**ABOUT THIS TASK**
Your answer must be the full listing, reproduced exactly.
──────── DATA EXTRACTS
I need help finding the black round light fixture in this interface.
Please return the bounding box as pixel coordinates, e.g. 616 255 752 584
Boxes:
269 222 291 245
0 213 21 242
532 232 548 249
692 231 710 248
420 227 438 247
────────────────
**RESPONSE**
I need help finding the black round light fixture in this interface.
Please return the bounding box as pixel coordinates, e.g. 616 255 752 584
Boxes:
269 222 291 245
0 213 21 242
532 232 548 249
692 231 710 248
420 227 438 247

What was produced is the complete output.